Return all of the following material line for line, with no changes.
-------- Records for this task --------
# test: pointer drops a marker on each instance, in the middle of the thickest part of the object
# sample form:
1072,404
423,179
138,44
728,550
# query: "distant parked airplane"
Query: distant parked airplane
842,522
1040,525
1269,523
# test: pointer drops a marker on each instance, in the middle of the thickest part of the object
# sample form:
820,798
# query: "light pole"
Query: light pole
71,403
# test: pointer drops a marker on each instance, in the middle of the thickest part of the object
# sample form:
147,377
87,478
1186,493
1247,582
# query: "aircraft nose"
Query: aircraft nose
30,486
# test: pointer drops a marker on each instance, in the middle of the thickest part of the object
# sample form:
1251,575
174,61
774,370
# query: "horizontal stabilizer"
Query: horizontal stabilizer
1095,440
--------
== Exercise result ==
# test: pointer drops a marker on each instance, in the middle of the thickest part of the object
# sample form:
1072,404
423,179
138,44
728,550
# query: "distant parked airplane"
Query: distant parked airplane
842,522
1040,525
1269,523
# test: pointer drops a marker on each instance, in the middle of the thickest part of the object
# sample form:
820,798
# query: "light pole"
Query: light pole
71,403
# test: pointer drops a marker on each instance, in the middle of the thickest part of the object
# sample form:
147,377
87,478
1186,493
1247,582
# query: "aircraft nose"
Query: aircraft nose
30,486
# test: pointer drops a marker on each instance, in the middle of the thickest part of the object
# sample form:
1251,575
174,61
774,370
# query: "horizontal stabilizer"
Query: horizontal stabilizer
1095,440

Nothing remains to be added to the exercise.